Problème à traiter:
Selon l'extrait sur la précarité structurelle, combien de personnes étaient concernées par les rentes de l'AI en 2024 ?

Extrait à lire:

▽

Précarité structurelle


Le Rapport de la société civile de 2022, présenté à l’ONU dans le cadre de la Convention relative aux droits des personnes handicapées, dresse un constat alarmant: les personnes handicapées sont souvent reléguées à un «marché du travail secondaire», comme les ateliers protégés, où les salaires sont dérisoires et les perspectives d’évolution inexistantes. Ce système, soutenu par les cantons, maintient une dépendance aux prestations sociales, comme les rentes de l’AI, qui concernent environ 254'200 personnes en 2024. Même avec ces aides, le revenu global des personnes handicapées reste souvent inférieure aux salaires minimaux, les enfermant dans une précarité structurelle.


La discrimination au travail liée à un handicap est une autre réalité tangible selon les données de l'Office fédéral de la statistique. Elle touche 9,8% des personnes handicapées contre 0,2% des travailleurs valides. Selon l'indice d'inclusion de Pro Infirmis, une personne handicapée sur deux déclare n'avoir pratiquement aucune chance d'entrer sur le marché du travail primaire. 


Malgré ce tableau peu glorieux, habituée à défier les obstacles, Anissa Chanchah ne baisse pas les bras. En attendant un premier saut dans l'emploi, elle milite au sein du comité citoyen de l’Initiative pour l’inclusion, visant à promouvoir une société plus équitable. La trentenaire vaudoise pratique également la boxe adaptée depuis deux ans et demi, après avoir été victime d'une tentative d'agression. Ce sport lui permet d’améliorer son équilibre et de briser les stéréotypes. «On m’avait déconseillé ça, mais je l’ai fait quand même», sourit Anissa avec fierté.


«Je ne comprends pas pourquoi elle ne trouve toujours pas d'emploi. Elle a quand même deux masters. Déjà petite, dépourvue des réflexes qui pouvaient lui permettre d'atténuer les effets de sa chute, elle se relevait et tentait de marcher, retombait et se relevait... Elle ne lâche jamais», lance, admirative, la maman de la trentenaire.

△

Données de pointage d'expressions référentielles

▽

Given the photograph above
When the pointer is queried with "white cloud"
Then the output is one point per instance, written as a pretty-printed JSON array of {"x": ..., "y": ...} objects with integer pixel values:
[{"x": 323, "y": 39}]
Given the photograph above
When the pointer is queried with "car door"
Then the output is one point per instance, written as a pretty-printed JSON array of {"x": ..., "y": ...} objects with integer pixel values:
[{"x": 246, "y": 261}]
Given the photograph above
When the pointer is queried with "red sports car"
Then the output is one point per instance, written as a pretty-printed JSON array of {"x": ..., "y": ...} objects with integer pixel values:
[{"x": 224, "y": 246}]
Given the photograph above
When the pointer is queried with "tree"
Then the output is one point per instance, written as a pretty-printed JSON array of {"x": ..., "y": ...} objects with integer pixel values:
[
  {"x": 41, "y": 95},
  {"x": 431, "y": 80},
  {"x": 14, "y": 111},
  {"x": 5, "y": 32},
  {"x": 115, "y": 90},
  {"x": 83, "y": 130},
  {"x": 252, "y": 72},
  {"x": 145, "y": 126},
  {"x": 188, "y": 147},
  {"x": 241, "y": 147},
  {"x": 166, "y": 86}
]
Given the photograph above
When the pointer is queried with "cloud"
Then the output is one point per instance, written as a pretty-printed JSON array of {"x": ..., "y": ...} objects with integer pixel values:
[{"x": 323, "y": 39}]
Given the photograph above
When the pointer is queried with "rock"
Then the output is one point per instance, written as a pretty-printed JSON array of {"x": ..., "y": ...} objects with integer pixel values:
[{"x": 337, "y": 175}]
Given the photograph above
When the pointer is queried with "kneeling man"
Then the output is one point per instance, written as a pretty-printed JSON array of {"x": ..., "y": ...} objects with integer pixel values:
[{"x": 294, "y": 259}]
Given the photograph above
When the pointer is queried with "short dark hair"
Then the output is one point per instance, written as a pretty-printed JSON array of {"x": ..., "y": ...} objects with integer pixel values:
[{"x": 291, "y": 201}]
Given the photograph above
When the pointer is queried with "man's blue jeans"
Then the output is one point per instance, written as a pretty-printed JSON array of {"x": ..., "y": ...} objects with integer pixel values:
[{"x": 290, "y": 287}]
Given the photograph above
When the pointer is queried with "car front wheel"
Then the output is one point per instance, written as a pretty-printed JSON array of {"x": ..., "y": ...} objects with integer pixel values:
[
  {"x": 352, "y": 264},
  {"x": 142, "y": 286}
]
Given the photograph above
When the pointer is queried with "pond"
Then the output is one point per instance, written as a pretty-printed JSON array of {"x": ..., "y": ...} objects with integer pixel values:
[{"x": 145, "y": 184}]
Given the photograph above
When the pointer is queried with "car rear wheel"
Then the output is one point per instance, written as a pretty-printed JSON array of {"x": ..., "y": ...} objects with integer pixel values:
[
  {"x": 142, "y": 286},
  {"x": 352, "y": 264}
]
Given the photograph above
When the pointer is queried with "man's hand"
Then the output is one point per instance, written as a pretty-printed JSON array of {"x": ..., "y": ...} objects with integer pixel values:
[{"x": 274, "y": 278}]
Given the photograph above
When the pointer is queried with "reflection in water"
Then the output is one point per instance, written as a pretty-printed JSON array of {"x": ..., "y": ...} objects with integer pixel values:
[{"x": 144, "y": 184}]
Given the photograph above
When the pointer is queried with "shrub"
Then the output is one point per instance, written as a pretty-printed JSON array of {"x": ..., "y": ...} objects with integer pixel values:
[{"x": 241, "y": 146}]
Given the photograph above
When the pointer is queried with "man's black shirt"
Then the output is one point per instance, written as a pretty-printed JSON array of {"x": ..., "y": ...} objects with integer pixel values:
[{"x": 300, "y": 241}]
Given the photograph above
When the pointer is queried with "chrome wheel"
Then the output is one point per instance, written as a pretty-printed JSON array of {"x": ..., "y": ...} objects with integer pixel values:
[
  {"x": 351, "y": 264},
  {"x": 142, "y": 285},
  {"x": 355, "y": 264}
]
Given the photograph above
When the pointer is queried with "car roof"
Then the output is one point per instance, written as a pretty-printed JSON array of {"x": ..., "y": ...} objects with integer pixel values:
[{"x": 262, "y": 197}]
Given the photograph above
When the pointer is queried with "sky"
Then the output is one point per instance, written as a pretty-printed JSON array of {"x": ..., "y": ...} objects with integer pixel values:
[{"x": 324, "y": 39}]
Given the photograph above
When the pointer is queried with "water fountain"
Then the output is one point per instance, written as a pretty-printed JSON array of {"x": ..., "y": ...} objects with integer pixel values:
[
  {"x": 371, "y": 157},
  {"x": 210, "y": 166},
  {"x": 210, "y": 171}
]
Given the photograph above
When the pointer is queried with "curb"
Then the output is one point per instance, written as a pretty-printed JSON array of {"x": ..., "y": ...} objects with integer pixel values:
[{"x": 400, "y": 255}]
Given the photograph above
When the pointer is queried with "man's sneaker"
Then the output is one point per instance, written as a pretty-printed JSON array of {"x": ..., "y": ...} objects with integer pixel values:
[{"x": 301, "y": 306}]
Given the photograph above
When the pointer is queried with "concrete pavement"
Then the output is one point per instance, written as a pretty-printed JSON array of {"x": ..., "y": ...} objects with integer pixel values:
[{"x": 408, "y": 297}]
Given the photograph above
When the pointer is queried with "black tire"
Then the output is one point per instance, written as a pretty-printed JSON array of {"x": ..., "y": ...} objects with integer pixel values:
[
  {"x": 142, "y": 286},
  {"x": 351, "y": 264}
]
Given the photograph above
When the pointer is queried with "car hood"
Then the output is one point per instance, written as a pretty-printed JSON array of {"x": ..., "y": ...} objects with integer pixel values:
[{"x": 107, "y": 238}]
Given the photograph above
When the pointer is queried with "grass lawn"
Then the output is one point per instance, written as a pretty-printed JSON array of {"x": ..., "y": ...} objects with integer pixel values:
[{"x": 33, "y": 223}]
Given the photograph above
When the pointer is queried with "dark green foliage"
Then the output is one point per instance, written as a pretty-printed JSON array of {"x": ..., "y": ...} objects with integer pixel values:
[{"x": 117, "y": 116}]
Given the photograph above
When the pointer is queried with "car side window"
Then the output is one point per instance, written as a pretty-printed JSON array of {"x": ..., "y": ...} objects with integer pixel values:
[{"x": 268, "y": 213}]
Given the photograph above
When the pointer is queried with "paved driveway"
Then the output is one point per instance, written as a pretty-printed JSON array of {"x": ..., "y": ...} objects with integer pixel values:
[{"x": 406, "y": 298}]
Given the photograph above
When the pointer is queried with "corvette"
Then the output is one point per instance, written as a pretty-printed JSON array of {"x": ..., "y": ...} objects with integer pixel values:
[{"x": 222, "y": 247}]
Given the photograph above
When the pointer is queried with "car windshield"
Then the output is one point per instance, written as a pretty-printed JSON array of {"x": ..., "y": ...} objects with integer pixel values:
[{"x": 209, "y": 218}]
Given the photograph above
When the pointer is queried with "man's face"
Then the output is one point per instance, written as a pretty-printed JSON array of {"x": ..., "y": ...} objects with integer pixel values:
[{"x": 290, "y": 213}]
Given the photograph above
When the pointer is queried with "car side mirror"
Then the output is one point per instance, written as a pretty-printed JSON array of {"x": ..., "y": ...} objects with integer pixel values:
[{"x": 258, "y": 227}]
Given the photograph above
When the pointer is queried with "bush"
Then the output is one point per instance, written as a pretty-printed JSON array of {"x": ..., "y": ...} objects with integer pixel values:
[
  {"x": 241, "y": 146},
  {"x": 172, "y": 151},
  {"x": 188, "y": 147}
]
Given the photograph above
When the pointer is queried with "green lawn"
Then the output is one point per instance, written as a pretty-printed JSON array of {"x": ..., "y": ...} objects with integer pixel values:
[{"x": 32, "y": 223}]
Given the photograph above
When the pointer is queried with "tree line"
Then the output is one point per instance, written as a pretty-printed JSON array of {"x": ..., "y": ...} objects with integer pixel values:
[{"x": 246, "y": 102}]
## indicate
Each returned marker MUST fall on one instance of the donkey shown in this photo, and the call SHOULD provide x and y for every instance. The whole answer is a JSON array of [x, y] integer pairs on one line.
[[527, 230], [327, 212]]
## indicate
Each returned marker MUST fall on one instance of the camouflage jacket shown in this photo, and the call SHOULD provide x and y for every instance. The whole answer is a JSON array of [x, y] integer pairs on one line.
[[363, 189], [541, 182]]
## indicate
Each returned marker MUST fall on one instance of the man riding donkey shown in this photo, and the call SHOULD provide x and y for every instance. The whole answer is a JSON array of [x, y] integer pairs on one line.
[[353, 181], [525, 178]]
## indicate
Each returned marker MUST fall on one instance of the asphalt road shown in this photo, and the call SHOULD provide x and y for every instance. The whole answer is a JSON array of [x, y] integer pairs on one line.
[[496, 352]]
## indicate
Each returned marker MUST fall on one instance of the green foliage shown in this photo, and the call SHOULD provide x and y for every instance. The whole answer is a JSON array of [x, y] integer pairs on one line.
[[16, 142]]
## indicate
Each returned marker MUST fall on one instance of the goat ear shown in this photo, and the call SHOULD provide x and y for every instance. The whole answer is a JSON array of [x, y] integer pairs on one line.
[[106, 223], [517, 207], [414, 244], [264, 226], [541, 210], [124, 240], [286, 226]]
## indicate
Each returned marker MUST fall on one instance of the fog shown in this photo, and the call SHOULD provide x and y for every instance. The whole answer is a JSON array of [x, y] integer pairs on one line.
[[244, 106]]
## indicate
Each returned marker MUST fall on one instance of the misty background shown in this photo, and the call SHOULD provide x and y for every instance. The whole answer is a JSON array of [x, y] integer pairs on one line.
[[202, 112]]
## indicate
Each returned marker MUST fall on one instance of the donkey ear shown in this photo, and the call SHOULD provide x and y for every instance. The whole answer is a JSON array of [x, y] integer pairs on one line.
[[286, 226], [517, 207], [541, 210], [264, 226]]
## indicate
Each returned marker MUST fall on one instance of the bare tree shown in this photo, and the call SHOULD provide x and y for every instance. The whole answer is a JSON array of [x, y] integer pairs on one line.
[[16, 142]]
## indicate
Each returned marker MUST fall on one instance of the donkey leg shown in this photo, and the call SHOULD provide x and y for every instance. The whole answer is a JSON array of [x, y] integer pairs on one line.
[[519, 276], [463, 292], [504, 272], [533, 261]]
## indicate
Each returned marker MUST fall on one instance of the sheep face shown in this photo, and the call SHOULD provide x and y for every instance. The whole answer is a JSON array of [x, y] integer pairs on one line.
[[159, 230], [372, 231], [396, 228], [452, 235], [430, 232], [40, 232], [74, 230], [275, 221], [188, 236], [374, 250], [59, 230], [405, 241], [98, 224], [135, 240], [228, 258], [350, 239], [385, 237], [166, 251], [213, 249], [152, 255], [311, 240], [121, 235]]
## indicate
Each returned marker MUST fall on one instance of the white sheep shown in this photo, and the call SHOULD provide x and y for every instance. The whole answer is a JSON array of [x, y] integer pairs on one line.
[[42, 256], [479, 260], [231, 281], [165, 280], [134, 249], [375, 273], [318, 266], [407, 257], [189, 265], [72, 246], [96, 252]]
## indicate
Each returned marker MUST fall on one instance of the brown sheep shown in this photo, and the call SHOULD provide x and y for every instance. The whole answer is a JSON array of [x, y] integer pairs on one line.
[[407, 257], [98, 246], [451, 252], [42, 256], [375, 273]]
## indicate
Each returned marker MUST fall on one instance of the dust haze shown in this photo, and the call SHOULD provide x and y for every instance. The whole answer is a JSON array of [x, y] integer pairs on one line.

△

Solution de l'exercice:
Environ 254'200 personnes.